▸ **Data listing**:

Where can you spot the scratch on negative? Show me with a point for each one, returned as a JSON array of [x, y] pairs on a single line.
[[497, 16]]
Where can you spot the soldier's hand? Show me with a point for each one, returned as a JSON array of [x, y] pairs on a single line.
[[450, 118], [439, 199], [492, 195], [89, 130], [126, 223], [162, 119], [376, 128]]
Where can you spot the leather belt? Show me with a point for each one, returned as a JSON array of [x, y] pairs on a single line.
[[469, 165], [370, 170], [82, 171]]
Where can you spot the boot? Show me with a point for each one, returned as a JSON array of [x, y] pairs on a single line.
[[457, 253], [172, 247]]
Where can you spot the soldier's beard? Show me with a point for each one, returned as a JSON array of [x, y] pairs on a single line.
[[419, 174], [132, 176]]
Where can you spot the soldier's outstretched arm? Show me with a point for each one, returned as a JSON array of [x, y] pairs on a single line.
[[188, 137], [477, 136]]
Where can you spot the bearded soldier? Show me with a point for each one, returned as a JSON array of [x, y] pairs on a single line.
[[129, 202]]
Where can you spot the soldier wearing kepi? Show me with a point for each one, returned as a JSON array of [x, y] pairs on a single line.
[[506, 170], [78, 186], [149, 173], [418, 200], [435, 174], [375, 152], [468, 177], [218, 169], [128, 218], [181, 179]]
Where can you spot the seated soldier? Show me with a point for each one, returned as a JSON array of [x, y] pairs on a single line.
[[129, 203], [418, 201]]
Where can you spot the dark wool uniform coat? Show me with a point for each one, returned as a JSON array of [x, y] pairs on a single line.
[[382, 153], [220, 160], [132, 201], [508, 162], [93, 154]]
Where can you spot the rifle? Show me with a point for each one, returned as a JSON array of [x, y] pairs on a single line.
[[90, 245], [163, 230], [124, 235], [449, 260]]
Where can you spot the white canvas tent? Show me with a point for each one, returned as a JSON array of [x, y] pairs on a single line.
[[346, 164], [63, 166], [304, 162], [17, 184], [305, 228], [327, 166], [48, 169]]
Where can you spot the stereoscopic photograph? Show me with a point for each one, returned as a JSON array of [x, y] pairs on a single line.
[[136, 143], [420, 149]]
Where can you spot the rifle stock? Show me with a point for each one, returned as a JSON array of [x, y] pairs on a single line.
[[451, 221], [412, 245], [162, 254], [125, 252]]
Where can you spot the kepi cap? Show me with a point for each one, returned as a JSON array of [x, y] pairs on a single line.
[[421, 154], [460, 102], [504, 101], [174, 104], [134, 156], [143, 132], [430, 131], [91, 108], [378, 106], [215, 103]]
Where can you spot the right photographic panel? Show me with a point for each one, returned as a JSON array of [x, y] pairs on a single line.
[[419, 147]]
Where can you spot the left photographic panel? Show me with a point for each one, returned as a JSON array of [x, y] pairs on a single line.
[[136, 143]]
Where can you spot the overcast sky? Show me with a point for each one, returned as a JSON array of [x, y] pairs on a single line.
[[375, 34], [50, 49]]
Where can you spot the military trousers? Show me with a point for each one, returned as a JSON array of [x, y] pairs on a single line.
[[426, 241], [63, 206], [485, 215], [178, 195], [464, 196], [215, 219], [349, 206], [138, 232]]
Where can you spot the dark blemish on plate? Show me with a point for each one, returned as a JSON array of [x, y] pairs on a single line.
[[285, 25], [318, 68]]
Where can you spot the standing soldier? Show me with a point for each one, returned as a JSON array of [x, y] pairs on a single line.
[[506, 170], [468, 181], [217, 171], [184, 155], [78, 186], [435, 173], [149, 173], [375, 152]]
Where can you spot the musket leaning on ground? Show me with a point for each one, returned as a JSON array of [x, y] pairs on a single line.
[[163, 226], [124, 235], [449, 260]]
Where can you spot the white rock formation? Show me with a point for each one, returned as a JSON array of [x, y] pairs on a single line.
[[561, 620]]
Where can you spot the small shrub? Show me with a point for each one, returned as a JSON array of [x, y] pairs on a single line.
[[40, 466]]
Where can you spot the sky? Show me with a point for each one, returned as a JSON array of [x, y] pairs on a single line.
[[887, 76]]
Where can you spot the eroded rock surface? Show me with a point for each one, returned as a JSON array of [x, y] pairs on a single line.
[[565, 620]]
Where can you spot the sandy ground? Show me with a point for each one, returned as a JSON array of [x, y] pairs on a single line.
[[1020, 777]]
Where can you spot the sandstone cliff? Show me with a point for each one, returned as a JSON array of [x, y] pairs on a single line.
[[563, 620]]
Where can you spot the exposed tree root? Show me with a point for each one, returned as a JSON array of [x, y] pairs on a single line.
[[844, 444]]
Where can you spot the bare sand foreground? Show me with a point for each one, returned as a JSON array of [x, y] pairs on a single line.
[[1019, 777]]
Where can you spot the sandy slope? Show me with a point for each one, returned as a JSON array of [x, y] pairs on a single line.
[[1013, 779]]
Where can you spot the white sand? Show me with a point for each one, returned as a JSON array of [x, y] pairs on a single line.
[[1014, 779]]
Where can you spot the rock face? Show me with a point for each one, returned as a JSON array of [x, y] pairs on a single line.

▸ **Task to complete**: Can you duplicate all of the rows above, word for word, keeping every line unchanged?

▸ **Answer to this task**:
Where can you spot the scratch on negative? Show me with a point for each one, returned as a JSON array of [x, y] pairs on a single line.
[[497, 16]]
Where can you spot the soldier's hand? Show me with a point for each one, returned as a JSON array of [x, y] pairs on a single line.
[[450, 118], [439, 199], [492, 195], [89, 130], [126, 223], [162, 119], [376, 128]]
Where can you spot the leather belt? Show me with a point for each one, returned as a JSON array of [x, y] pairs on a single line.
[[469, 165], [370, 170], [82, 171]]
Where can you spot the boot? Show me with a point for each one, returned as a JSON array of [x, y] pairs on a single line.
[[457, 253], [172, 247]]
Where can you spot the soldier's beard? Show me with a point for each one, returned as a JSON array of [x, y] pairs on a single line.
[[419, 174], [132, 176]]
Where can you spot the soldier's outstretched arm? Show me with a point for each one, returned as a JSON array of [x, y] pairs on a single line.
[[188, 137], [477, 136]]
Where can you spot the bearded soldier? Show me with a point for each one, returned as a JSON array of [x, y] pairs on a single line.
[[129, 202]]
Where can you spot the soldier wearing kepi? Show me with a point for each one, returned as a JSON array of [x, y] pairs on a single line.
[[506, 170], [78, 186], [149, 173], [418, 200], [435, 174], [375, 152], [468, 177], [218, 169], [128, 218], [181, 179]]
Where can you spot the seated soldier? Show me with a point for each one, returned as a JSON array of [x, y] pairs on a single line.
[[129, 203], [418, 201]]
Where can you spot the dark wool uniform coat? Show me with a point for each one, returned as a JSON array of [x, y] pairs on a single line.
[[382, 153], [220, 160], [132, 201], [508, 162], [93, 154]]
Where can you spot the rifle? Show me with a point for each one, returned as a JSON array of [x, y] pairs on a single line.
[[90, 245], [163, 230], [124, 235], [449, 260]]
Where can you spot the white canvas tent? Show me with a point for each one, returned as a JSON array of [x, y] pairs on a single line.
[[346, 164], [63, 166], [304, 162], [17, 184], [305, 228], [327, 166], [48, 169]]
Where can you spot the stereoscopic photograph? Show me with a point for each one, returned as a JSON array of [x, y] pairs on a single line.
[[136, 143], [420, 149]]
Where can you spot the rifle stock? Show me with a point for each one, returned as a JSON array of [x, y] pairs on a single line.
[[451, 221], [412, 245], [162, 254], [125, 252]]
Where can you spot the kepi cap? Show me with a point for each one, returned as a JSON array of [x, y] pairs on a single line.
[[421, 154], [460, 102], [504, 101], [174, 104], [134, 156], [143, 132], [430, 131], [91, 108], [378, 106], [215, 103]]
Where can you spot the right photographic panel? Show me with a point for each one, returned as a JSON array of [x, y] pairs on a single line.
[[419, 147]]
Where can you spot the left photographic panel? Show me with a point for each one, returned as a JSON array of [x, y] pairs on a single line.
[[136, 143]]
Where can you spot the overcast sky? Show me with a point for each one, returned as a JSON array of [x, y] pairs on a single line.
[[375, 34], [50, 49]]
Where can you spot the military trousers? Show me with a point for each one, returned as a JSON array of [x, y] pairs on a single line.
[[426, 241], [63, 206], [485, 215], [178, 195], [464, 196], [215, 219], [349, 206], [138, 232]]
Where can you spot the dark blemish on plate? Show me with a point for each one, returned as a JSON array of [x, y] pairs on a single line.
[[285, 25], [318, 68]]
Where can you spot the standing soldier? Show me with a point for each one, returned as a JSON array of [x, y] pairs on a single line.
[[506, 170], [468, 181], [217, 171], [184, 155], [78, 186], [435, 173], [149, 173], [375, 152]]
Where can you spot the musket leaning on ground? Show me with a point for each one, returned as a JSON array of [x, y] pairs on a single line.
[[163, 226], [124, 235], [449, 260]]
Where can you spot the white rock formation? Show me with a point for each one, returned as a JSON array of [x, y] pairs on a single line.
[[561, 620]]
Where can you spot the small shrub? Show me with a point for each one, returned as a JSON array of [x, y] pairs on a single line.
[[40, 466]]
Where can you spot the sky? Show me with a point for each one, returned as a JSON array of [x, y] pairs on a single line.
[[887, 76]]
Where can you spot the eroded rock surface? Show me with a point for each one, returned as a JSON array of [x, y] pairs on a single line.
[[565, 620]]
Where can you spot the sandy ground? Show me with a point for each one, returned as a JSON array of [x, y] pairs on a single line.
[[1020, 777]]
Where can you spot the sandstone cliff? Show me with a point for each one, returned as a JSON array of [x, y] pairs on a single line.
[[563, 620]]
Where can you spot the exposed tree root? Show me with a point for each one, returned as a JSON array of [x, y] pairs on a single line.
[[844, 444]]
Where can you spot the bare sand foreground? Show me with a point for each one, returned as a JSON array of [x, y] pairs on a single line.
[[1019, 777]]
Where can you spot the sandy slope? Show me with a point for each one, returned as a JSON array of [x, y] pairs on a single line.
[[1013, 779]]
Where can you spot the white sand? Show me with a point for each one, returned as a JSON array of [x, y] pairs on a single line.
[[1014, 779]]
Where can you spot the rock face? Show me with a point for each one, returned as a JSON array of [x, y] pairs on a single line.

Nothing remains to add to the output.